Extrait de page:
+ + +

RB:Bien sûr. Une action se passe parce que tel est le destin de l’organisme corps-esprit qui agit, et parce que telle est la volonté de Dieu. Et les conséquences de cette action sont aussi le destin de l’organisme corps-esprit. Si une bonne action se produit, c’est le destin. Par exemple nous avions une Mère Teresa. L’organisme corps-esprit appelé « Mère Teresa » était programmé de telle façon qu’il ne faisait que de bonnes actions. Alors le déroulement de ces bonnes actions était le destin de l’organisme corps-esprit appelé Mère Teresa. Et les conséquences furent un Prix Nobel, des récompenses, des prix et des donations pour ses oeuvres. Tout cela était le destin de l’organisme corps-esprit appelé Mère Teresa. Et à l’opposé, il existera un organisme psychopathe, programmé par la même source de façon à ce qu’il n’en émerge que du mal ou de la perversion. L’accomplissement de ses actions perverses et mauvaises est le destin de l’organisme corps-esprit que la société appellera psychopathe. Mais le psychopathe n’a pas choisi d’être psychopathe. En fait il n’y a pas de psychopathe ; il n’y a qu’un organisme corps-esprit psychopathe dont le destin est de commettre des actes malsains et pervers. Et les conséquences de ces actes sont aussi le destin de cet organisme corps-esprit là.
WIE: Est ce que vous dites que tout est prédestiné ? Que tout est préprogrammé depuis la naissance ?
RB:Oui. J’utilise le terme « programmer » pour faire référence aux caractéristiques inhérentes à l’organisme corps-esprit. Pour moi «programmer » signifie : les gènes plus le conditionnement par l’environnement. Vous n’aviez pas le choix des parents particuliers qui vous ont fait naître, et donc vous n’aviez pas le choix de vos gènes. Pareillement, vous n’aviez pas le choix de l’environnement spécifique de votre naissance. Donc vous n’avez pas le choix de vos conditionnements d’enfant reçu dans cet environnement, cela comprend le conditionnement à la maison, dans la société, à l’école, et à l’église. Les psychologues disent que notre conditionnement de base nous l’avons reçu en totalité avant l’âge de trois ou quatre ans. Il y en aura d’autres, mais le conditionnement de base qui crée la personnalité est composé des gènes plus le conditionnement de l’environnement. J’appelle cela programmation. Chaque organisme corps-esprit est programmé d’une façon unique. Il n’y en a pas deux pareil.

+ + +

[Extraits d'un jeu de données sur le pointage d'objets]

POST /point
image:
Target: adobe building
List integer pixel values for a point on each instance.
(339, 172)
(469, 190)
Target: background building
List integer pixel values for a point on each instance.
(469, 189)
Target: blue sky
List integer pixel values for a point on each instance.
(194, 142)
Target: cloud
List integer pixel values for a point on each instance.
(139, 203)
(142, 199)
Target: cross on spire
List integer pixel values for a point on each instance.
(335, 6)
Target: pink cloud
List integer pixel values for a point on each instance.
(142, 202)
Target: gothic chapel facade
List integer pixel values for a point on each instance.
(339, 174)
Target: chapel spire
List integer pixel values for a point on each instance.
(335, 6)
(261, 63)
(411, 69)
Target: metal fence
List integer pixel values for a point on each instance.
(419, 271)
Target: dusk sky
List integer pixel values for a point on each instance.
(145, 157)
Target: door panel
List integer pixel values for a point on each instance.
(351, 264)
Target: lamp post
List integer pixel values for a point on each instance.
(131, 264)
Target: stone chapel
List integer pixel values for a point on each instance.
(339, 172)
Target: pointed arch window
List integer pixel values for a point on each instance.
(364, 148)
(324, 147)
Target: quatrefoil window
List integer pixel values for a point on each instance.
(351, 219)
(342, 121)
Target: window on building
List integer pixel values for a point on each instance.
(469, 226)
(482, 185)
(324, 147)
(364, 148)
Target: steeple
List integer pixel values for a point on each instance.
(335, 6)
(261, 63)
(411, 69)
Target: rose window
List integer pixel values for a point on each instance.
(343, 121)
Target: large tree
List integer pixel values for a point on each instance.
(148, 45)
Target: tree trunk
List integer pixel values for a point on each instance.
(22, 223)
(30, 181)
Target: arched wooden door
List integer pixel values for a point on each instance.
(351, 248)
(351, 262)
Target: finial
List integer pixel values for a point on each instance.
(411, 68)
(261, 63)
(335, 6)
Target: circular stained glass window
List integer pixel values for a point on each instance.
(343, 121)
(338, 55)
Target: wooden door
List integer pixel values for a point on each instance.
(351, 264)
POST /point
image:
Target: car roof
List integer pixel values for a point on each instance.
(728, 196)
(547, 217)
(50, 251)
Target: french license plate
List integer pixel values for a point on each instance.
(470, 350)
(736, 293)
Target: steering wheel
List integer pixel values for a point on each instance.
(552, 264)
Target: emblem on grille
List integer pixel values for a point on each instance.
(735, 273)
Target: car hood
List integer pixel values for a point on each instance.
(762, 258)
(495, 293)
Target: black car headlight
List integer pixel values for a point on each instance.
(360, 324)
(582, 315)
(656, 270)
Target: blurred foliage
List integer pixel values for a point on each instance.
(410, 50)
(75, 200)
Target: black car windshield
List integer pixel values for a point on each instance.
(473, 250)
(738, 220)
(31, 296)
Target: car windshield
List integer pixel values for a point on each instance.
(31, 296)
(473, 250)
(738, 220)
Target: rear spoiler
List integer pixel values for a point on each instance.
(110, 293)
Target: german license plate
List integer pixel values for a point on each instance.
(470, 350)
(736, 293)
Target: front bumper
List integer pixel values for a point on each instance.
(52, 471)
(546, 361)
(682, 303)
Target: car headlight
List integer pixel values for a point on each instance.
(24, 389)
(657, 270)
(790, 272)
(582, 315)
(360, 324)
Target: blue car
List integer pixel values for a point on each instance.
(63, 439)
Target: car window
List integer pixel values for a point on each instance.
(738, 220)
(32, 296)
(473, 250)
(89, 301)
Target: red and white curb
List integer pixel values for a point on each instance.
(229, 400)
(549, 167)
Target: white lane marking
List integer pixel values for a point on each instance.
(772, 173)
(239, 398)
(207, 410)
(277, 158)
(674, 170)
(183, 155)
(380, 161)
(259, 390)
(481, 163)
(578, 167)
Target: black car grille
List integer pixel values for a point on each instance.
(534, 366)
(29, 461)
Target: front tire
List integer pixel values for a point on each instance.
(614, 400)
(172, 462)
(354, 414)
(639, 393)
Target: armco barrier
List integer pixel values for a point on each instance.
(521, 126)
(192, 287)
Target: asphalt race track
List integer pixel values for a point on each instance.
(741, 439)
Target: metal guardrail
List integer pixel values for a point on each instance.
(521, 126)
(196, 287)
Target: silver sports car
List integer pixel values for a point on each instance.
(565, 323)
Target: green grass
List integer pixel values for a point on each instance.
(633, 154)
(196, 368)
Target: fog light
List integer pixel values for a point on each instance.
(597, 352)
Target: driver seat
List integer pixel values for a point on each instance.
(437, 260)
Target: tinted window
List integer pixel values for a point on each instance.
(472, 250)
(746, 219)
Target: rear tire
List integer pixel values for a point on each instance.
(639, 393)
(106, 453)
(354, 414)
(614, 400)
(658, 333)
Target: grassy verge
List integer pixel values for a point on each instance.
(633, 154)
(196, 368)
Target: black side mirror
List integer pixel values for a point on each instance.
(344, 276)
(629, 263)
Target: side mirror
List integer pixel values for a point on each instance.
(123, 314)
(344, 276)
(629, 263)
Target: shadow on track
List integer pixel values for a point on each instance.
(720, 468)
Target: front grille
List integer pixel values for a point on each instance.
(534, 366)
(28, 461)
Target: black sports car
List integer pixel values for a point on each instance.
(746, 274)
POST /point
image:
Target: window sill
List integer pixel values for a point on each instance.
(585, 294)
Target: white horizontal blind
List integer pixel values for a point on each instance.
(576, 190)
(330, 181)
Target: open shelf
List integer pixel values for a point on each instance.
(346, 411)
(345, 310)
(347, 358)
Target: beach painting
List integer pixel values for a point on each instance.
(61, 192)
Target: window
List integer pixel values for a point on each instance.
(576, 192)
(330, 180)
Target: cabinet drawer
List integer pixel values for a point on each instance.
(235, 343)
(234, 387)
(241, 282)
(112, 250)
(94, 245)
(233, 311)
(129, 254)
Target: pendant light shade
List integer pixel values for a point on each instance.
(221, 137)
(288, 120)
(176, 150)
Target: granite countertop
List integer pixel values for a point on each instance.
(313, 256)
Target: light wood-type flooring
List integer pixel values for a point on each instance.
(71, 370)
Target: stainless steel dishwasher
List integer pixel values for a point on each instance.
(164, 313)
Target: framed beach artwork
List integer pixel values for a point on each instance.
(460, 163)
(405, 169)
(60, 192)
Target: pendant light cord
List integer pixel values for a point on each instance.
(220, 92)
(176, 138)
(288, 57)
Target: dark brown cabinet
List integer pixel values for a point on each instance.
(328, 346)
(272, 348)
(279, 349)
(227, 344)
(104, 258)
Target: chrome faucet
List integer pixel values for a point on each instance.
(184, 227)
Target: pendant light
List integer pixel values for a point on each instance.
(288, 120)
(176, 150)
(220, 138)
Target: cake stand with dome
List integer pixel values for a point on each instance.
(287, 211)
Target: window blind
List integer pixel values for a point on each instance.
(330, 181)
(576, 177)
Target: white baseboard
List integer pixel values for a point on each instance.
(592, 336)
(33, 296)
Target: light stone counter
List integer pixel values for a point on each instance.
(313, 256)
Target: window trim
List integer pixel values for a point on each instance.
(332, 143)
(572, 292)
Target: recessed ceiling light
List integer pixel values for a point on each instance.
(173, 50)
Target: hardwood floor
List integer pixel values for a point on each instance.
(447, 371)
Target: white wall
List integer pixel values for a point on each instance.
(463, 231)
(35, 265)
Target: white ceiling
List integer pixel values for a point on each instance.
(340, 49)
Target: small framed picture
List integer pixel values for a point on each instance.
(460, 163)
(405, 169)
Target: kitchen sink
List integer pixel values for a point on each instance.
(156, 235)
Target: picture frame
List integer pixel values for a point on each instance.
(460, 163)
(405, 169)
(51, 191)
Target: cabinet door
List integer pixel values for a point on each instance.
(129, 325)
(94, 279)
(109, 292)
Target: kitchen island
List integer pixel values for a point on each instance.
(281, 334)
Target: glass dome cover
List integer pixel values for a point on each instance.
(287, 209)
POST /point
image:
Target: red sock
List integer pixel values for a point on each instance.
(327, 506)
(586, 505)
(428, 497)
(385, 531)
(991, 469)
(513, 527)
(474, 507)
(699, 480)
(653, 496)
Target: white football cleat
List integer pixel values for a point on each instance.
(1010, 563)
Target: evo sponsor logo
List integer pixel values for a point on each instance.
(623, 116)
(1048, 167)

+ + +

Tâche donnée 1:
D'après l'entretien sur le destin de l'organisme corps-esprit, avant quel âge recevons-nous la totalité de notre conditionnement de base, selon les psychologues ?
Tâche donnée 2:
Prolongez l'entretien sur le destin et la programmation de l'organisme corps-esprit à partir de sa dernière phrase.

Réponse attendue 1:
Avant l'âge de trois ou quatre ans.

Réponse attendue 2:
WIE: Oui, mais n’est-il pas vrai que deux personnes avec des programmations très semblables, pourront cependant se développer l’un et l’autre de manière très différente ?
RB:C’est juste. C’est pour cela que j’utilise deux expressions : l’une est programmation en soi des organismes corps-esprit ; et l’autre est destin. Le destin est la volonté de Dieu par rapport à un organisme corps-esprit particulier, gravé au moment de la conception. Le destin d’une conception peut être de ne pas naître du tout - dans ce cas, il y a avortement. Tout cela est un concept, ne vous y trompez pas. C’est mon concept.
WIE: Vous dites que c’est un concept et bien sûr, toute parole est concept, mais comment savoir si ce concept représente la vérité ? J’ai tendance à penser que chacun a sa responsabilité individuelle et bien qu’il y ait un certain degré de conditionnement dont nous héritons, nous pouvons toujours choisir comment nous réagissons. Un individu
peut transcender des aspects de son conditionnement dans lesquels un autre restera bloqué toute sa vie. Comme cela se passe ainsi, je dirai que cela est dû à la volonté de l’individu de transcender son conditionnement et d’y
réussir.
RB:Mais si cela se passe, cela peut-il arriver sans la volonté de Dieu ? Prenons deux personnes : l’une essaie de surmonter son handicap et y arrive ; l’autre n’y arrive pas. Je dirais que s’il y en a un qui y arrive et l’autre qui échoue, c’est à cause du destin de chacun des deux organismes corps-esprit - par la volonté de Dieu.
WIE: Mais ne pourrions-nous pas tout autant dire que c’est la volonté de Dieu de donner à chaque individu le libre-arbitre de ses décisions ?
RB:Non. Voyez vous, je vous pose la question suivante : Quelle volonté à l’avantage ? Celle de l’individu ou celle de Dieu ? D’après votre propre expérience, jusqu’à quel point le libre-arbitre l’emporte?
WIE: Enfin je trouve que la volonté individuelle peut clairement l’emporter par moments.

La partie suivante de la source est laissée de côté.